What is expected: In the text on translation studies, who co-translated the 1990 Chinese version of Gone with the Wind?

Selected text:
·····

DOI: http://dx.doi.org/10.3968/j.sll.1923156320120402.3366

Introduction

Translation Studies has developed by leaps and bounds and taken the cultural turn since the late 1970s in the West. It has been realized that translation doesn’t take place in a vacuum by more and more scholars who have begun to analyze translation from cultural perspectives. Now, more attention is paid to the breeding context in the target culture and translation studies are becoming target-culture studies.

In the 1990s, it claimed that Translation Studies had officially taken a Cultural Turn, which the original source-oriented prescriptive approach to translation is now giving way to the target-oriented descriptive approach.

In the paper, there is a case study in order to reveal the importance of social-cultural context in the process of shaping a translation work. It is about two Chinese versions of Gone with the Wind in different periods of time. One was translated by Fu Dong hua in 1940; the other was co-translated by Dai Kan, Li Ye guang and Zhuang Yi chuan in 1990.

Attempting to evaluate translation from a macro-perspective, this paper analyzes the social and cultural context of to Chinese versions of Gone with the Wind and finally gets the conclusion: translation works should be evaluated from a macro perspective rather than from linguistic or literary perspectives.

1. Literature review

Traditional translation theories judge translation works or translators either from literary or linguistic perspectives. Next the paper will review traditional literary approaches and linguistic approaches.

1.1 Traditional Translation Criteria

No matter in the western countries or in China, the discussion about translation criteria has never stopped after the beginning of translation thousands of years ago. Such as, literal (i.e. word-for-word) and free (i.e. sense-for-sense) translation; Alexander Tytler’s three principles; YanFu’s three criteria; Eugene Nida’s dynamic equivalence and Peter Newmark’s semantic and communicative translation.

In most aforementioned critics’ opinions, traditional translation theories are mainly source-text oriented, prescriptive, and static and some of them are even unsystematic without having enough and rational analysis. The theories presuppose that there is an ideal and perfect translation which is identical with the source text and translators’ task is to seek for it. Yet the “ideal” translation is just like a pane of glass through which people can see the original without being aware of anything intervening. Therefore, translators’ job is a hard one; translators are much like dancers on ropes with fettered legs.

1.1.1 Literary Approaches

Literary school view translation as an artistic creation by putting forward some standards, such as YanFu’s three criteria: faithfulness, expressiveness and elegance, QianZhongshu’s transfigurationXu Yuanchong’s beauty of sound, beauty of meaning and beauty of forma and so on.

Literary approaches’ criteria which are sharp and convincing are not only abstract and over-generalized but also impressionistic and subjective. Even though the literary school also values the translator's role in the process of translation, they are not so manageable in practical translation.

1.1.2 Linguistic Approaches

Linguistic approaches regard translation as the transfer of texts from one language into another and employ scientific approaches to set up the practical rules and modes for translating, while the scholars and critics of literary school view translation as an artistic creation by putting forward some standards. The scholars of this school think that the central problem of translation is that of finding Target Language translation equivalents and the central task of translation theory is that of defining the nature and conditions of translation equivalence.

·····

Information shown:
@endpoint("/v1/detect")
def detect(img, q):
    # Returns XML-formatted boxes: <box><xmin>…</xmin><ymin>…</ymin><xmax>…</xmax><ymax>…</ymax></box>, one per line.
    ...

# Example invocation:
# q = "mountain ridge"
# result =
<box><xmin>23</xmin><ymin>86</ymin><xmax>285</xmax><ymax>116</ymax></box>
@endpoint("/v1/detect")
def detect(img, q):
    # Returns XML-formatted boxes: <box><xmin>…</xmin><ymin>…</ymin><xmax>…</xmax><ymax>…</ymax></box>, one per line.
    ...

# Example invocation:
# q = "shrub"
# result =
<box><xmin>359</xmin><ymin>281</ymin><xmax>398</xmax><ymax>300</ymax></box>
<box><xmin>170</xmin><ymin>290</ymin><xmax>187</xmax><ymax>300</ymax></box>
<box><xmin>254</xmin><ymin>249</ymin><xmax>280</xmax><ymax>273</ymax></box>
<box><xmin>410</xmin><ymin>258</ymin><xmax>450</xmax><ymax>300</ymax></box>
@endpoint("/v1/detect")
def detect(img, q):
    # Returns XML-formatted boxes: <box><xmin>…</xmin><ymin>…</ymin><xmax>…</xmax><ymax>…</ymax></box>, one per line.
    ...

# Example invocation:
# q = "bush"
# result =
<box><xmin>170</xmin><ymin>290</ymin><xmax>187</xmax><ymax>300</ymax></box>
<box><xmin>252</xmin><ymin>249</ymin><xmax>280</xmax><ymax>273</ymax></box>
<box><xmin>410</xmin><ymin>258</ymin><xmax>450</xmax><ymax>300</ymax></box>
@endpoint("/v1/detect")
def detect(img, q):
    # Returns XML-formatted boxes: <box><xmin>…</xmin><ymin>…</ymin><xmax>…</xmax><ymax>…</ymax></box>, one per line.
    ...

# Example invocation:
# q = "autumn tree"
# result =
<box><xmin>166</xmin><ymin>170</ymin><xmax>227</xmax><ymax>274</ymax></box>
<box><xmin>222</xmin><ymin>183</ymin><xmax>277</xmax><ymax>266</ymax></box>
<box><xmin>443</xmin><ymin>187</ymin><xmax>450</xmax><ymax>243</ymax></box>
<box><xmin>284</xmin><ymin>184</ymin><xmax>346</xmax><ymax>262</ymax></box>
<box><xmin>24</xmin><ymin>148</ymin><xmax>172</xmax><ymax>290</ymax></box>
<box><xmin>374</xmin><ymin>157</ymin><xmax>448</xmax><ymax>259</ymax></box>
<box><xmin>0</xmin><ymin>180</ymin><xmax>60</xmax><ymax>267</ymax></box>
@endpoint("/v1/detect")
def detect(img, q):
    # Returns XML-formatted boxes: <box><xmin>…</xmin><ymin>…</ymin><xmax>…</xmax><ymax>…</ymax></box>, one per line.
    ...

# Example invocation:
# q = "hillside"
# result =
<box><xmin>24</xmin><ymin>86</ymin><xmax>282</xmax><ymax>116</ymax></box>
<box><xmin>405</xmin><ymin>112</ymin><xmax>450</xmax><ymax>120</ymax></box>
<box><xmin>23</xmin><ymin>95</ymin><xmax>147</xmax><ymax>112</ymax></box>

·····

Reply to the task: Dai Kan, Li Ye guang and Zhuang Yi chuan.